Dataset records
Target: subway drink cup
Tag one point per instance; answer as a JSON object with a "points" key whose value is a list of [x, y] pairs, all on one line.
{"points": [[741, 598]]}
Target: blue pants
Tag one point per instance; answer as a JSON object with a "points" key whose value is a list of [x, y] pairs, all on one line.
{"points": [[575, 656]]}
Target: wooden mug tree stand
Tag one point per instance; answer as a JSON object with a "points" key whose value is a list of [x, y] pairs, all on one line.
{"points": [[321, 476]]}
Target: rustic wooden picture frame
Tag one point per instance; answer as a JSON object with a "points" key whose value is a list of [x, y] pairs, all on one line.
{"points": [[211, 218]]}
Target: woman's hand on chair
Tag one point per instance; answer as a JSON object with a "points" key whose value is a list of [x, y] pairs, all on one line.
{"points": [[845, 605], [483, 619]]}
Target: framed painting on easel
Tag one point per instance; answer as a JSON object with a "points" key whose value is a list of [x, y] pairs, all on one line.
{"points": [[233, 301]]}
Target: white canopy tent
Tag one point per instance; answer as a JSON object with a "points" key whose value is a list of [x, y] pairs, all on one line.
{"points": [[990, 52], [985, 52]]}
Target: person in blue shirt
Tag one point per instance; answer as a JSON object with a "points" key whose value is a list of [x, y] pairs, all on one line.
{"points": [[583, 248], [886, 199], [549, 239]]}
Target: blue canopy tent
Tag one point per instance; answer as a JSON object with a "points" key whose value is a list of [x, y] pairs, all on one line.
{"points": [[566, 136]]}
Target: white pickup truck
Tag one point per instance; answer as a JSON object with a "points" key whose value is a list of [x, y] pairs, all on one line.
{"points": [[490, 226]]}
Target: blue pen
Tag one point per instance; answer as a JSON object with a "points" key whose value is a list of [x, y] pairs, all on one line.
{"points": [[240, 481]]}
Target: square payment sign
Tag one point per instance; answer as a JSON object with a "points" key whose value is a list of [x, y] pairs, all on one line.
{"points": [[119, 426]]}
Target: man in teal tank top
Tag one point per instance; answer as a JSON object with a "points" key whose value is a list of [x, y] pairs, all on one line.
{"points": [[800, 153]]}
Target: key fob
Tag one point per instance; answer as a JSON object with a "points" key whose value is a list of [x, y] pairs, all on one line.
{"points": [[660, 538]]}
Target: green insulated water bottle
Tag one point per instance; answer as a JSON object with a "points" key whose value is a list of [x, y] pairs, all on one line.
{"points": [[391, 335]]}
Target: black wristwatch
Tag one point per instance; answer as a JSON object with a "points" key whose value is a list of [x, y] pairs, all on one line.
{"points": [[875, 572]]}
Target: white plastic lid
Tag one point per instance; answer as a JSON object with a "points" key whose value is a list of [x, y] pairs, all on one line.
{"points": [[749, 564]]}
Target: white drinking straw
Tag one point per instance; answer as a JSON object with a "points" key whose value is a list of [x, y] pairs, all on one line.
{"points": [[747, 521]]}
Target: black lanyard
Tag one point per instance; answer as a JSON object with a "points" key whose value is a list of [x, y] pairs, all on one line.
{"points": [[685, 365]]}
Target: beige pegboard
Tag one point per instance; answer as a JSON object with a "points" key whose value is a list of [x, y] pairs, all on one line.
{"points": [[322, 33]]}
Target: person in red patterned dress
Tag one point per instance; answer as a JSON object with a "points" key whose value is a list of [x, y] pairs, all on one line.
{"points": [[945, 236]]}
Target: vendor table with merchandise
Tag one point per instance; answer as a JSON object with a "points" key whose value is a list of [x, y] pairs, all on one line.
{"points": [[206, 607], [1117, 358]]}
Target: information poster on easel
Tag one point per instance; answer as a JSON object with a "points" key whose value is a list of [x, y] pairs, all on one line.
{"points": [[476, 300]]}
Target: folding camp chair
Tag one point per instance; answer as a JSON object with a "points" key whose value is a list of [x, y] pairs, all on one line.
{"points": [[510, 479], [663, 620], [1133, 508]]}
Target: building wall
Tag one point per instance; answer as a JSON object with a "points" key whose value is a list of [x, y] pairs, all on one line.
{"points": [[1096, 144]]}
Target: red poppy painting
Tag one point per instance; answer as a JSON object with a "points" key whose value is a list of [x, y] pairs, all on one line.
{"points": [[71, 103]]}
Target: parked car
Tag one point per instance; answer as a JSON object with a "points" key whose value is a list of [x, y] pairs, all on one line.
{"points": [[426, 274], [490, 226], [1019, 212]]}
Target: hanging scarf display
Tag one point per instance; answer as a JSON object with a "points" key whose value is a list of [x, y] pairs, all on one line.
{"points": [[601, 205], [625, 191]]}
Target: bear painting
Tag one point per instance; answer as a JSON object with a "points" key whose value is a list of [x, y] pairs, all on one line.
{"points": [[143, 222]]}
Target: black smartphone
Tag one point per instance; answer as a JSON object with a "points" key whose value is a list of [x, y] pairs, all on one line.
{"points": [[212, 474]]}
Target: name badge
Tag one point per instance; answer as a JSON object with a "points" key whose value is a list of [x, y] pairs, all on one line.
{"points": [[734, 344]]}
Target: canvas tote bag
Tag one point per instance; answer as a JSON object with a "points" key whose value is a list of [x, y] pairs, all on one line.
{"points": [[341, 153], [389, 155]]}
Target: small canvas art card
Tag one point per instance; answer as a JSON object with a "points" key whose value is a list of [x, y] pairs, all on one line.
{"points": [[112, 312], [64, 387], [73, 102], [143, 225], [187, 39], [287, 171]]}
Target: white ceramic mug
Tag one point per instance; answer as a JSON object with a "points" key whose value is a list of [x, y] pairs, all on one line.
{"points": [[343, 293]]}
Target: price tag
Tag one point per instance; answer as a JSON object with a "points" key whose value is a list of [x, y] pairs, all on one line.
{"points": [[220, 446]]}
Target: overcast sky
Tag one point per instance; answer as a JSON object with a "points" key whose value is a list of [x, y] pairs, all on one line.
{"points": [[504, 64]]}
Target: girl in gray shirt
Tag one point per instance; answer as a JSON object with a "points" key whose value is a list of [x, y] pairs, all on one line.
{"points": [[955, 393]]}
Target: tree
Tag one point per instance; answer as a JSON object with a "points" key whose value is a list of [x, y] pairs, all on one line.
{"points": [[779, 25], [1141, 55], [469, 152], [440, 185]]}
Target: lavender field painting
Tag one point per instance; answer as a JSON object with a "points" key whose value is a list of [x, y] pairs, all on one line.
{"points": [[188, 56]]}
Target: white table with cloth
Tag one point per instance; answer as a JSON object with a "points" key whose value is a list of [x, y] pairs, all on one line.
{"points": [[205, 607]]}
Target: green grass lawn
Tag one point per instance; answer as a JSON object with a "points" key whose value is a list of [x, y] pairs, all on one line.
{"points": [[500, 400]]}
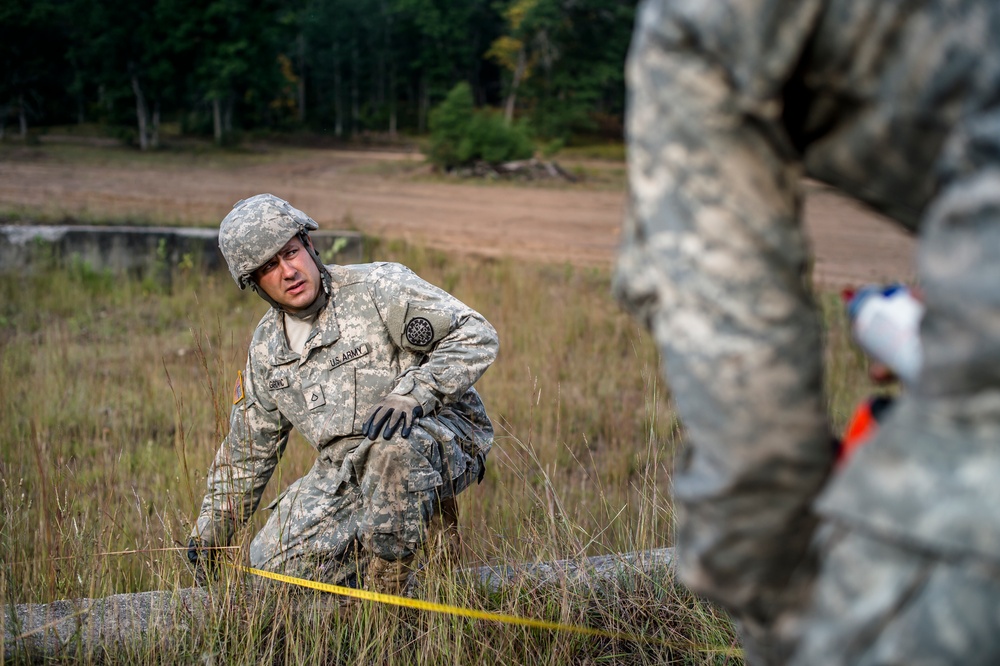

## WHAT YOU NEED TO DO
Reproduce all of the material above verbatim, line for line, omitting the pictures.

## PROBLEM SOLUTION
Target: subway drink cup
Tag one point per instance; answer as a JSON object with a "points" key whose value is a list of [x, y] pairs, all on one line.
{"points": [[741, 598]]}
Target: blue pants
Tag one point per instance; answer as a JSON object with a "points" key whose value is a list of [x, y] pairs, all on one line.
{"points": [[575, 656]]}
Target: wooden mug tree stand
Tag one point per instance; answer as a JSON object with a "points" key whose value is a list of [x, y] pairs, all on one line.
{"points": [[321, 476]]}
Target: rustic wooden picture frame
Tag one point per instance; answer as a JSON object with a "points" key whose value is a list of [x, y] pairs, all on one line.
{"points": [[211, 218]]}
Target: woman's hand on chair
Tag one point per instance; answer as a JSON object with a "points" key whose value is a list of [x, y] pairs, all on one line.
{"points": [[845, 605], [483, 619]]}
Target: framed painting on easel
Tag one point per instance; answer as a JSON object with a "points" key whose value is a list of [x, y] pairs, all on one line.
{"points": [[233, 301]]}
Target: white canopy tent
Tag one point per instance; answer as a JSON object with a "points" key whose value is a list of [x, y] pairs, all on one line.
{"points": [[990, 52], [985, 52]]}
Target: person in blue shirt
Tag one point per instance; answer as a JSON object with a "points" key whose value is a list of [x, y] pairs, all on one line.
{"points": [[583, 248], [886, 199], [549, 239]]}
Target: blue canopy tent
Tag one point per instance; answer as a JSON object with a "points" key whose value is a list of [x, y] pairs, all on one line.
{"points": [[566, 136]]}
Target: white pickup truck
Tag one point per instance; answer as a JSON object with a "points" key whose value is a list of [x, y] pairs, all on one line.
{"points": [[490, 226]]}
Target: blue pen
Tag one point per instance; answer as a JSON object with a "points" key whose value is a list of [x, y] pairs, all on one line.
{"points": [[240, 481]]}
Target: square payment sign
Tag one point per instance; answer as a JSON object with a "points" key whose value is a list of [x, y] pairs, all on one line.
{"points": [[119, 426]]}
Target: man in teal tank top
Tag one point per instance; answer as a JSON object with a "points" key whose value is a list of [x, y] pairs, all on one line.
{"points": [[800, 153]]}
Target: key fob
Tag one point per instance; answer as a JSON object with a "points" key whose value is a list of [x, y] pairs, all on one line.
{"points": [[660, 538]]}
Target: green insulated water bottle
Tag one point per instance; answer as a JSON object with a "points" key whose value is a list of [x, y] pairs, all on one line.
{"points": [[391, 335]]}
Target: black wristwatch
Tag one point per instance; answer as a JSON object with a "points" key whose value is a list of [x, y] pairs, all on one line.
{"points": [[875, 572]]}
Target: white plastic lid
Tag one point per instance; answer as a JSON object with a "points" key whose value is a list of [x, y] pairs, all on one line.
{"points": [[749, 564]]}
Target: white drinking straw
Tag one point per instance; answer as a JSON object with a "points" key whose value is a list of [x, y] pairs, all on one line.
{"points": [[747, 521]]}
Target: black lanyard
Tag one point per instance; answer as a JSON object with a "points" key whose value is a list of [x, y] pairs, all on one line.
{"points": [[685, 365]]}
Target: beige pegboard
Tag one point per instance; answer as a JSON object with a "points" key whose value is a list of [x, y] pairs, all on one line.
{"points": [[322, 33]]}
Target: person in red patterned dress
Tag one point per instance; answer as a JSON object with a "points" key whose value is a list of [x, y] pairs, all on one line.
{"points": [[945, 236]]}
Target: vendor table with merchandise
Tag one point per instance; answer as a JSON object with a "points" key whose value is a list of [x, y] pairs, all on one line.
{"points": [[206, 607], [1117, 358]]}
Target: information poster on easel
Tag one point per instance; answer as a JSON object with a "points" key whose value is a list of [x, y] pairs, all on one line.
{"points": [[476, 300]]}
Target: folding camp chair
Tag one point per instance; answer as a JSON object with a "points" key whose value is a list of [x, y] pairs, all on one line.
{"points": [[510, 479], [663, 620], [1133, 508]]}
Target: building wall
Tag one point per instance; answer as a JSON object with a "points" key whose value is a list of [x, y] pairs, all on one line.
{"points": [[1096, 144]]}
Target: red poppy painting
Tag one point per instance; answer as a JSON object with a "points" key whose value is a list of [x, y] pairs, all on one line.
{"points": [[71, 103]]}
Target: parked car
Tag one point per instance; answer as a JSON object with a "points" key whose value is a list of [x, y] pairs, all on one line.
{"points": [[426, 274], [490, 226], [1019, 212]]}
Target: hanging scarf display
Tag one point per instance; answer as a JSON object with a "points" key whose value is a list of [x, y] pairs, all on one line.
{"points": [[601, 205], [625, 191]]}
Target: bear painting
Tag one point per instance; answer as a JSON object with a "points" key whose value is a list of [x, y] pairs, all on one line.
{"points": [[143, 222]]}
Target: black smartphone
Tag one point per instance; answer as a JSON object with a "points" key whose value is a list of [x, y] pairs, all on one line.
{"points": [[212, 474]]}
Target: name badge
Tag one point per instance; answer as a JSON object with a "points" key whose value is a list of [x, y] pairs, all on one line.
{"points": [[734, 344]]}
Target: canvas tote bag
Tag one point per instance; answer as a JSON object with a "points" key whose value is a list of [x, y] pairs, all on one line.
{"points": [[341, 153], [389, 155]]}
Target: small canvas art card
Tag one point per instance; answer as a JSON object with a "points" key whose value is a list of [x, y] pairs, all on one line.
{"points": [[112, 312], [64, 387], [73, 102], [143, 225], [187, 39], [287, 171]]}
Target: white ceramic mug
Tag one point per instance; answer as a JSON object with a "points" key whose value is a list of [x, y] pairs, all on one line.
{"points": [[343, 293]]}
Target: price tag
Tag one point per instance; answer as a JSON object with a "points" key whose value is a list of [x, y] pairs, all on one line.
{"points": [[220, 446]]}
Target: overcast sky
Tag one point per instance; answer as a JSON object with a "points" key whose value is a list of [x, y] pairs, all on one line.
{"points": [[504, 64]]}
Target: girl in gray shirt
Tag one point per instance; answer as a JSON object with a "points" key whose value is a list of [x, y] pairs, all on one line.
{"points": [[955, 393]]}
Target: tree
Tag one point per instance; answer as a JSON object with a "points" key whose value is a list of [x, y] pairs, all on one line.
{"points": [[779, 25], [1141, 55], [469, 152], [440, 185]]}
Target: lavender field painting
Tag one point per instance; answer as a JSON object with a "points" key whose value is a list of [x, y] pairs, all on one line.
{"points": [[188, 56]]}
Target: white table with cloth
Tag one point per instance; answer as a JSON object with a "points" key whose value is a list of [x, y] pairs, all on one line.
{"points": [[205, 607]]}
Target: green grass lawn
Tag one point per instance; answer as a JSON object with a "points" key whose value is a list of [x, y] pairs, all on one line.
{"points": [[500, 400]]}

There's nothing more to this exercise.